> [Source material]
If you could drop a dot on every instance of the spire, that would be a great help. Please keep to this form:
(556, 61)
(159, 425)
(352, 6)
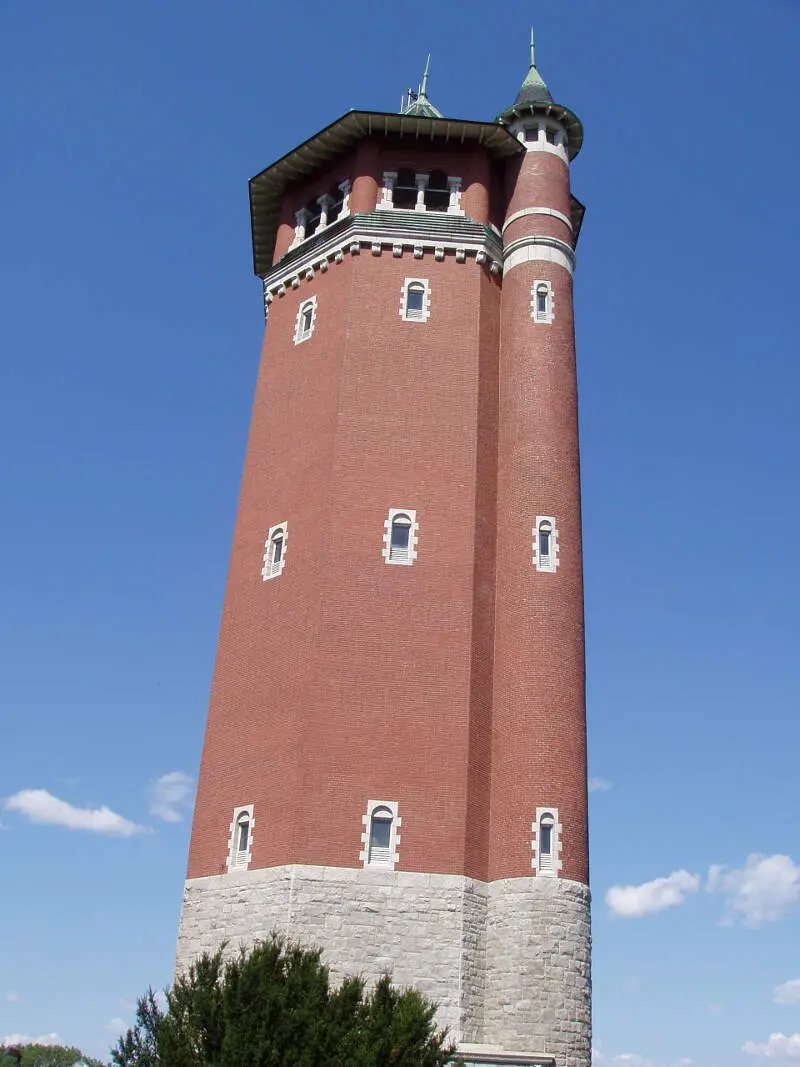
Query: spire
(533, 89)
(418, 102)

> [Stated task] Can you rewrite the data, swapping every "spire" for "tower" and keeping everything else the same? Please leave the pictures out.

> [Finished task]
If you could drop a dot on every instance of the tower, that would be a great help. Please keep to this form:
(556, 61)
(159, 425)
(352, 6)
Query: tower
(533, 89)
(418, 102)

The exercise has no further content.